(Extracted data entries)
_____
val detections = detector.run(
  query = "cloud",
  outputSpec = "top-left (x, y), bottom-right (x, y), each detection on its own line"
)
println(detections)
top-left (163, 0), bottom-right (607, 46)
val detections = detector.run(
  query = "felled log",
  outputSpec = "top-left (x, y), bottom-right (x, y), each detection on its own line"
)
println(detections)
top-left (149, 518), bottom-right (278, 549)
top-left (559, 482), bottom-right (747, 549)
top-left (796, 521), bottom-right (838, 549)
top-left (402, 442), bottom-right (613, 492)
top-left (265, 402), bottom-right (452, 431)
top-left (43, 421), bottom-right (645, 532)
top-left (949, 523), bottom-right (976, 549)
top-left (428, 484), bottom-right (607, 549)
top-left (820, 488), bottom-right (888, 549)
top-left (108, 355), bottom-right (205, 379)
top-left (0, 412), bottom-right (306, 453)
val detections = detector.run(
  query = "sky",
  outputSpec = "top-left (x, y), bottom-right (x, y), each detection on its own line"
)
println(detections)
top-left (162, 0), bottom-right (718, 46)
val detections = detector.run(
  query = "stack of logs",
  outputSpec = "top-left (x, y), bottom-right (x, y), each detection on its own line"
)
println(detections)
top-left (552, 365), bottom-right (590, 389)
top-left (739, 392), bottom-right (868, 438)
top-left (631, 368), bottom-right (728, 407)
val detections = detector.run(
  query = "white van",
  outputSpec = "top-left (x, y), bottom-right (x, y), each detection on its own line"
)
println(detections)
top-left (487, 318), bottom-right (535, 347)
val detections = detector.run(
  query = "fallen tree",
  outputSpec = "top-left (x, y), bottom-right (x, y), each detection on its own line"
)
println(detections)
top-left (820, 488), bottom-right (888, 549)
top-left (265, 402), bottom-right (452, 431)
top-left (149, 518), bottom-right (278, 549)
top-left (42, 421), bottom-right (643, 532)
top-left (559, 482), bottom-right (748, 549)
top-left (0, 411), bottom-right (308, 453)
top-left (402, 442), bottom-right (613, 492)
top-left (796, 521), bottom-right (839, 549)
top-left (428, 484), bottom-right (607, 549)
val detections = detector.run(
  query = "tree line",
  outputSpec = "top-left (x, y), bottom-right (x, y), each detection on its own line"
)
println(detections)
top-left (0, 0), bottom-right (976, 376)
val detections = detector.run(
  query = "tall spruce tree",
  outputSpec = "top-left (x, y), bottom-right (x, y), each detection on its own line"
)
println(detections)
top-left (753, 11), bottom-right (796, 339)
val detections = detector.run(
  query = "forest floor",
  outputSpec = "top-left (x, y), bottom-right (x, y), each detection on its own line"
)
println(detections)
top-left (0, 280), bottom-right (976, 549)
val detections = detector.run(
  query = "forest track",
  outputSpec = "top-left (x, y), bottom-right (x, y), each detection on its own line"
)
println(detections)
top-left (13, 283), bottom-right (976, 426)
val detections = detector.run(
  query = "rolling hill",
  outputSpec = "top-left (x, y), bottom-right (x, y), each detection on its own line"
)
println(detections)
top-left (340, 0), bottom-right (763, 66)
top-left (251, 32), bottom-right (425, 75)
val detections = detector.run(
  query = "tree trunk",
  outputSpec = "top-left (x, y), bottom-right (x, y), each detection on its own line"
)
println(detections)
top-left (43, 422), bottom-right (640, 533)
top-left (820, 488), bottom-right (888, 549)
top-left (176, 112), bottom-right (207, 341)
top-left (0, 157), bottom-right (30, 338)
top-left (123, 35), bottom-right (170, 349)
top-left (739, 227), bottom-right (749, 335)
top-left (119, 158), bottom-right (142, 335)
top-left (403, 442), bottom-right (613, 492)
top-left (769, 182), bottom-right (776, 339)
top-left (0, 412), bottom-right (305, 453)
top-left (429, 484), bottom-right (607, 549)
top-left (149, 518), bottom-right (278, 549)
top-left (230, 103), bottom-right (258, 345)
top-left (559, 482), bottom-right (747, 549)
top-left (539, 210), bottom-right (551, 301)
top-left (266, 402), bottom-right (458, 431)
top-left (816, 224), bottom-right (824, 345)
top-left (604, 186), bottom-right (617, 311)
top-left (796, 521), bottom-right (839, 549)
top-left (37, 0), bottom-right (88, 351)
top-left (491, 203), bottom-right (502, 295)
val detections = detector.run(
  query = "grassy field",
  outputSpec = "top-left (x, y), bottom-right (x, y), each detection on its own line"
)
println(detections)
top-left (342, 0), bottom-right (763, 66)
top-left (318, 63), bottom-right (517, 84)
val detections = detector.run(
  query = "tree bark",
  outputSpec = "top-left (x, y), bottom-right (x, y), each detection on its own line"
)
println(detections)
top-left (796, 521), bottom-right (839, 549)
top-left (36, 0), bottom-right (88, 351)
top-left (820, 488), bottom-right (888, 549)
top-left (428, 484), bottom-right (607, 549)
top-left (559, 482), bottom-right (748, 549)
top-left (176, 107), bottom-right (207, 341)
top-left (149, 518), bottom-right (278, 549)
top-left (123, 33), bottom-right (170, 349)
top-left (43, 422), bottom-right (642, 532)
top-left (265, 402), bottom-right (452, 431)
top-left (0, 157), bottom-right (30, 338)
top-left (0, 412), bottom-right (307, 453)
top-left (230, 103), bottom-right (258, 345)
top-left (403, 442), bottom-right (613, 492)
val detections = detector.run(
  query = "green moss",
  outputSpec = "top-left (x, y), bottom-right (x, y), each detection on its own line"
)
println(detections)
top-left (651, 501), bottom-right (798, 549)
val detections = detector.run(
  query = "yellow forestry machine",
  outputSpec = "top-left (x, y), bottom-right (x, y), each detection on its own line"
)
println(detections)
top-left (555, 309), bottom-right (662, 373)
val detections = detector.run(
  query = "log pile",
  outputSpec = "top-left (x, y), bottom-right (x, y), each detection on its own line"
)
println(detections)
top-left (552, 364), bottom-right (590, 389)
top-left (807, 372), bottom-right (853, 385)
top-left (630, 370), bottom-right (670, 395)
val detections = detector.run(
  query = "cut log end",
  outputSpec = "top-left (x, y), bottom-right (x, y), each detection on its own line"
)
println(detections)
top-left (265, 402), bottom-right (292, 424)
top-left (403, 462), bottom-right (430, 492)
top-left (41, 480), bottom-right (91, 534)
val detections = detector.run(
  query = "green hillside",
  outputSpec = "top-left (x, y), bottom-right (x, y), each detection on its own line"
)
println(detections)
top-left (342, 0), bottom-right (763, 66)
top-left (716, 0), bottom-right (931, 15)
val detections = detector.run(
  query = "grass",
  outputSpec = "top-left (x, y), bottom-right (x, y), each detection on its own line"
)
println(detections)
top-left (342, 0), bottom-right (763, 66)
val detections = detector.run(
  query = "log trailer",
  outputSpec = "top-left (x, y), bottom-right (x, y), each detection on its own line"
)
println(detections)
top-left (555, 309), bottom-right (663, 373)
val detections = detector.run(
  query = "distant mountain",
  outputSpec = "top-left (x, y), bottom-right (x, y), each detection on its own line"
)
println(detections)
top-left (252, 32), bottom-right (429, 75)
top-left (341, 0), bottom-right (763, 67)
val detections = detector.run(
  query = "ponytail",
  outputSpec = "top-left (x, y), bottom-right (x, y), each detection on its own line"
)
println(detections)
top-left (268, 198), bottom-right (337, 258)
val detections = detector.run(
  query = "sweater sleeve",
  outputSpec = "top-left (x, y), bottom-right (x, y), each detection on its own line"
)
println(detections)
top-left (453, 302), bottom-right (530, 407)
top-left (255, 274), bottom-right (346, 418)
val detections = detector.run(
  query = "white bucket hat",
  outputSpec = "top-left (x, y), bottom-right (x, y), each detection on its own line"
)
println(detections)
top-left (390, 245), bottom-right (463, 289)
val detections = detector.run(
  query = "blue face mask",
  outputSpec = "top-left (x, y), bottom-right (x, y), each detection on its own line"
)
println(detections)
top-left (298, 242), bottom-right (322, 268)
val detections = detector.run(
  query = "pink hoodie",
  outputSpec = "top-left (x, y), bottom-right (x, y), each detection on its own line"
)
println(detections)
_____
◆ **GOAL**: Can you copy out the lines verbatim, starting at the very first line and ending at the line that contains "top-left (163, 0), bottom-right (607, 46)"?

◆ **SOLUTION BELOW**:
val detections = detector.run(
  query = "cloud",
  outputSpec = "top-left (x, y), bottom-right (x, y), each detection on its own line"
)
println(detections)
top-left (163, 0), bottom-right (607, 46)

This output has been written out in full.